### WHAT YOU NEED TO DO:
Rewrite the records starting at the line that contains "ceiling, then give the position of each instance." and continuing through the end of the records, keeping the requests, and scale every answer coordinate by 0.2, rounding each result to a whole number with halves rounded up. Leave the requests unchanged, including any numbers in them.

────────────────────

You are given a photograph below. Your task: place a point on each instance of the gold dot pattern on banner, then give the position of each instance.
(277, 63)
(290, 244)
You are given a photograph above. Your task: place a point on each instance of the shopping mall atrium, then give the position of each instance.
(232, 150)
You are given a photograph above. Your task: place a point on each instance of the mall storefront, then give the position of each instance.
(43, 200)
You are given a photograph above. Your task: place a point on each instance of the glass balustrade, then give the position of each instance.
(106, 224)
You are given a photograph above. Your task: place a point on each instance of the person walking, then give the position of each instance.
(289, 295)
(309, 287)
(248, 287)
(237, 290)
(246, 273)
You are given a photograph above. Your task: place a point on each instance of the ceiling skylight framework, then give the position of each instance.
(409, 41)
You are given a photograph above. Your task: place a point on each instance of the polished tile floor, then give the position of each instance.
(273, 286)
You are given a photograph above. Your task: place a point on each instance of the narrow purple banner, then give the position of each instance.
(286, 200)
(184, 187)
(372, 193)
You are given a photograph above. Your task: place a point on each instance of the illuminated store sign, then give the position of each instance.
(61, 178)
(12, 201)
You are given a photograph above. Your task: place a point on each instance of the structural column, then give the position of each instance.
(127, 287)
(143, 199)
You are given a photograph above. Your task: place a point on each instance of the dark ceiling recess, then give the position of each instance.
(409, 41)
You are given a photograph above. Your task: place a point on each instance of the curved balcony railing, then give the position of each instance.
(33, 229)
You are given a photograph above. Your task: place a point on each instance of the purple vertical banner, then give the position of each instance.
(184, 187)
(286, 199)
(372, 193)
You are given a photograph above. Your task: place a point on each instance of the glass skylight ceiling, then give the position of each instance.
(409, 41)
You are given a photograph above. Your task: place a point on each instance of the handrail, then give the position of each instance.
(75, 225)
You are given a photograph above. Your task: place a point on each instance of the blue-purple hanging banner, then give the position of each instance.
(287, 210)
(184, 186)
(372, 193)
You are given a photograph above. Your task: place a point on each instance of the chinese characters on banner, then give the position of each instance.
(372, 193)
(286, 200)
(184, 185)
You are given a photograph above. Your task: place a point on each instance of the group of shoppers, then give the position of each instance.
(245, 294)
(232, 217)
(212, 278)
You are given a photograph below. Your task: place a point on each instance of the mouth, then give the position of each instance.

────────────────────

### FULL OUTPUT:
You are given a photograph above. Your task: place a point on each instance of the glass skylight ceiling, then give the position of each instance.
(82, 8)
You are given a photograph above. Your task: place a point on each instance of the handrail, then give the position of each instance.
(15, 45)
You are given a photograph above. Your task: place a point on each instance of the blue-purple hanging banner, then give the position of each instance.
(57, 42)
(37, 37)
(74, 39)
You are given a photograph above. Your task: place a point on each instance of the chinese characters on banner, then give the position of each instance.
(74, 39)
(57, 40)
(37, 37)
You are given a photograph above. Your task: place a point on each instance of the group of shoppers, then give the position of each instance.
(49, 59)
(46, 43)
(42, 56)
You are given a photograph below. Your task: place a point on each instance of the mouth, then give the position of each instance.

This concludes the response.